_Short problem_
Reproduce verbatim the items from the line containing "For the evaluation set, tag each instance of the dense" through the end of the items, omitting the pictures.

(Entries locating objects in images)
------------------------------

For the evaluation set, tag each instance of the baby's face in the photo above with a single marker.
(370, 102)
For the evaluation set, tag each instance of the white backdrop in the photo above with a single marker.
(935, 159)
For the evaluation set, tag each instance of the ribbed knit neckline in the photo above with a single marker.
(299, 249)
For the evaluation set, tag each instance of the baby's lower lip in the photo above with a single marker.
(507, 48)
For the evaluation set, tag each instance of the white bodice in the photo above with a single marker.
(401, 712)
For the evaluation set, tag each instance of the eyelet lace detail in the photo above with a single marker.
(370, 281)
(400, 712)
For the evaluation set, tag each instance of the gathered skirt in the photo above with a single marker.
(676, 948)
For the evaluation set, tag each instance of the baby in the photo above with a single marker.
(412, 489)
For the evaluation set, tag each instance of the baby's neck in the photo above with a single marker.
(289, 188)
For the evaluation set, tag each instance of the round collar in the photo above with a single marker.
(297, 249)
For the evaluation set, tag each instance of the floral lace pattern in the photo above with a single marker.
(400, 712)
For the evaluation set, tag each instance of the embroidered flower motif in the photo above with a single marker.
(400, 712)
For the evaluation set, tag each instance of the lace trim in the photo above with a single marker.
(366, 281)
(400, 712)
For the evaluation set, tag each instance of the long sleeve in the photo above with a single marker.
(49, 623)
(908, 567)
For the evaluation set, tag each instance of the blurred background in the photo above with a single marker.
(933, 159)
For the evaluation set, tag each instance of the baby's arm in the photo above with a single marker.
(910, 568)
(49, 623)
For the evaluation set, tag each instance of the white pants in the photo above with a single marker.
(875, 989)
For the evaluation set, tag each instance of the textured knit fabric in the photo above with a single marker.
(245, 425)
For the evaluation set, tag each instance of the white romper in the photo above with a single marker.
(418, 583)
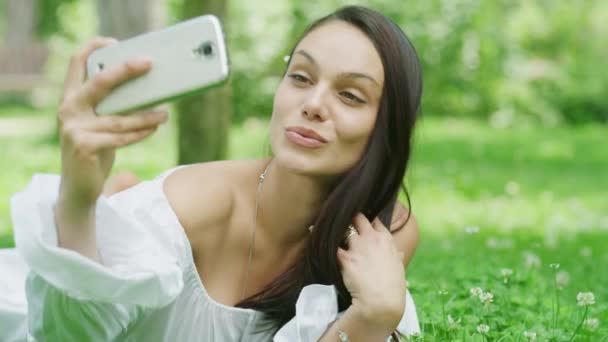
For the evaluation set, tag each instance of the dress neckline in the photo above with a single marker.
(190, 257)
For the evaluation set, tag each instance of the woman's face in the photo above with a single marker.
(326, 105)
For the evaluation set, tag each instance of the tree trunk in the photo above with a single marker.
(123, 19)
(20, 21)
(204, 119)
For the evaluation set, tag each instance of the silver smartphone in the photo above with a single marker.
(186, 58)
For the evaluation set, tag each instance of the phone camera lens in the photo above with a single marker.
(204, 50)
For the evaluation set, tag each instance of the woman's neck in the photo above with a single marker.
(288, 204)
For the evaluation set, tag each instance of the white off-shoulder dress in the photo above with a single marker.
(147, 287)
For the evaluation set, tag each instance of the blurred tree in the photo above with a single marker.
(123, 19)
(204, 119)
(21, 22)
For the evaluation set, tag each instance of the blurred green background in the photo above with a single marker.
(510, 158)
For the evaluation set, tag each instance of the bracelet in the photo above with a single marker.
(343, 336)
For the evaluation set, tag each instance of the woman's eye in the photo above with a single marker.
(299, 78)
(351, 97)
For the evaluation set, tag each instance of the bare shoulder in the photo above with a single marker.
(202, 195)
(406, 232)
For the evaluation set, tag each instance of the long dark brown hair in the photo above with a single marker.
(372, 185)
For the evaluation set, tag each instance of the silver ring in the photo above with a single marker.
(350, 232)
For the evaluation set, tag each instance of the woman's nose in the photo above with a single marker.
(314, 106)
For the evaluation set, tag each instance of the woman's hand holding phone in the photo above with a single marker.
(88, 141)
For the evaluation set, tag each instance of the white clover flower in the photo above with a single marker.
(483, 328)
(586, 252)
(532, 260)
(471, 230)
(530, 335)
(486, 298)
(591, 323)
(562, 278)
(476, 291)
(512, 188)
(585, 298)
(453, 323)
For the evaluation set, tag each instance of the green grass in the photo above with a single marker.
(529, 190)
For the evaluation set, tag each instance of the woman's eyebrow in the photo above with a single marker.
(341, 75)
(307, 55)
(355, 75)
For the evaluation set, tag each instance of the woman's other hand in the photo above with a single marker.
(373, 272)
(88, 141)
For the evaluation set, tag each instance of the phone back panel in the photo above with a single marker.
(181, 64)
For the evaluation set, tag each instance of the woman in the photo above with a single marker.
(303, 246)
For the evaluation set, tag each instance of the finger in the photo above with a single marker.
(350, 236)
(101, 140)
(342, 256)
(100, 85)
(123, 124)
(77, 68)
(377, 225)
(362, 223)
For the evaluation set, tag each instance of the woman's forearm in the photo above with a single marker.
(360, 327)
(76, 229)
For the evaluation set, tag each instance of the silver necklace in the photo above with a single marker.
(255, 224)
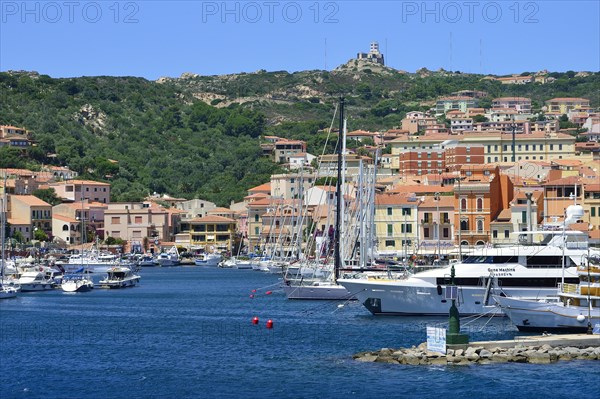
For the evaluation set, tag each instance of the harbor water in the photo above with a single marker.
(187, 332)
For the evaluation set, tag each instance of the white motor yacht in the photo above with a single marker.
(529, 271)
(119, 277)
(34, 281)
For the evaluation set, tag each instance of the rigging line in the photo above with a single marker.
(268, 286)
(479, 316)
(489, 319)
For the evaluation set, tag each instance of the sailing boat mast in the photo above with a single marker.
(3, 229)
(338, 190)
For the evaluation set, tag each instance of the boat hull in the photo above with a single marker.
(77, 286)
(318, 292)
(395, 298)
(131, 282)
(531, 315)
(8, 292)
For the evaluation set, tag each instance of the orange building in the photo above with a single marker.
(479, 196)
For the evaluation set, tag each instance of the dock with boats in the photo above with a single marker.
(541, 349)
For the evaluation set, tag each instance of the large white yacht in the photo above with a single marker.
(526, 271)
(119, 277)
(92, 262)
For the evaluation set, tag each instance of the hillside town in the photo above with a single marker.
(458, 174)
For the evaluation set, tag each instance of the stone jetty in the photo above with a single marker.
(538, 350)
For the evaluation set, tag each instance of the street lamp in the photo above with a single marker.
(436, 197)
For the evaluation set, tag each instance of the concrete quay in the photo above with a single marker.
(542, 349)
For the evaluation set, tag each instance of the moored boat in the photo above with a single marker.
(576, 308)
(76, 283)
(210, 259)
(119, 277)
(34, 281)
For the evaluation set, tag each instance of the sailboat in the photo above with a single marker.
(6, 290)
(77, 282)
(576, 309)
(327, 288)
(169, 258)
(80, 280)
(571, 308)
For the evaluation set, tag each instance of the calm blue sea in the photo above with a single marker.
(187, 333)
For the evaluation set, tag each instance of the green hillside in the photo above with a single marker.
(164, 140)
(198, 136)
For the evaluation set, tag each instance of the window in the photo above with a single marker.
(480, 225)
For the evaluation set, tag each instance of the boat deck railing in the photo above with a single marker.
(567, 288)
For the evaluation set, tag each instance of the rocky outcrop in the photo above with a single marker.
(543, 354)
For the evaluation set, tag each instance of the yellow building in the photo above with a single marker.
(31, 211)
(562, 105)
(396, 226)
(212, 233)
(591, 205)
(497, 146)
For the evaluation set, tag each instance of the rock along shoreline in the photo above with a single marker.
(482, 354)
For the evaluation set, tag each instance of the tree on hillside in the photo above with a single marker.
(48, 195)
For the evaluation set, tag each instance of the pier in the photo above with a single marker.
(542, 349)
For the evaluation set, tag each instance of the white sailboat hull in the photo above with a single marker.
(385, 298)
(317, 290)
(531, 315)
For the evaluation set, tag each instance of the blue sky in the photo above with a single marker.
(159, 38)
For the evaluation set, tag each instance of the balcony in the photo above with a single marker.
(472, 233)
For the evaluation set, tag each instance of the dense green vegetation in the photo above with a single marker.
(146, 137)
(161, 139)
(375, 100)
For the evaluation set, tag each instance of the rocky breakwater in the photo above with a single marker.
(540, 354)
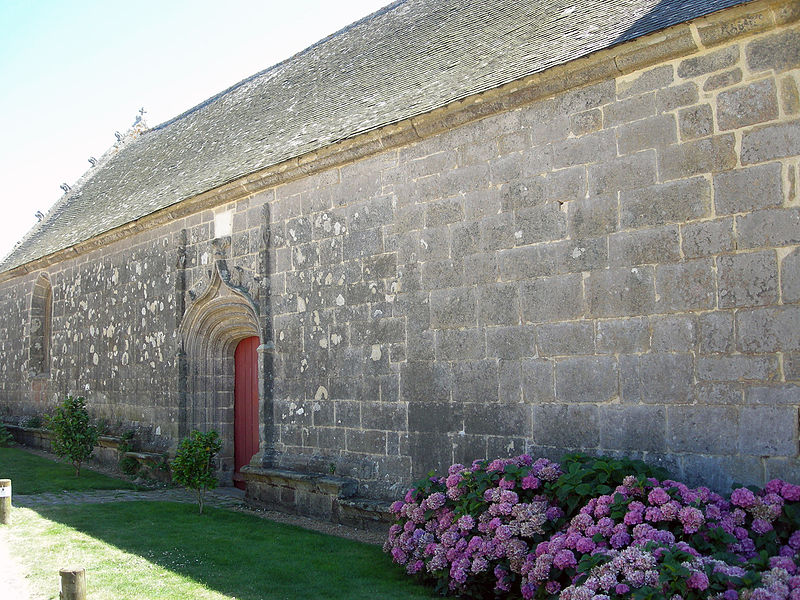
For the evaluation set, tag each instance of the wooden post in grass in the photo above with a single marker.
(73, 584)
(5, 501)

------------------------------

_The completed task_
For the evaluation set, tag each instance of the dense green vegetation in the photo above with a single marker.
(146, 137)
(161, 139)
(375, 100)
For the evaluation set, tag each instance of the rocky breakwater in the photo above with a single marker.
(540, 354)
For the evaluation set, tag each instance of the wooden post in grass in the photo above with a single marker.
(73, 584)
(5, 501)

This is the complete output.